• MATERIAL ZUR AUFGABE:
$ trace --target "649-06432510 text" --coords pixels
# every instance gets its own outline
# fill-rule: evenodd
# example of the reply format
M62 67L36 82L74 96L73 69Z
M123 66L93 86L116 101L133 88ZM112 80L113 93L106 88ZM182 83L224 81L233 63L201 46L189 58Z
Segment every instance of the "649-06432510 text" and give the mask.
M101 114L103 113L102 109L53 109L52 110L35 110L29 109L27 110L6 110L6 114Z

• ZIEL DER AUFGABE: Schreiben Sie die Zeilen vom Beginn der Daten bis einschließlich der Zeile mit „M123 66L93 86L116“ unverändert ab.

• ANTWORT ZUR AUFGABE:
$ trace --target "649-06432510 text" --coords pixels
# every instance gets its own outline
# fill-rule: evenodd
# example of the reply format
M62 67L36 82L74 96L73 69Z
M123 66L93 86L116 101L133 88ZM112 80L113 93L106 88ZM182 83L224 81L233 63L201 46L189 58Z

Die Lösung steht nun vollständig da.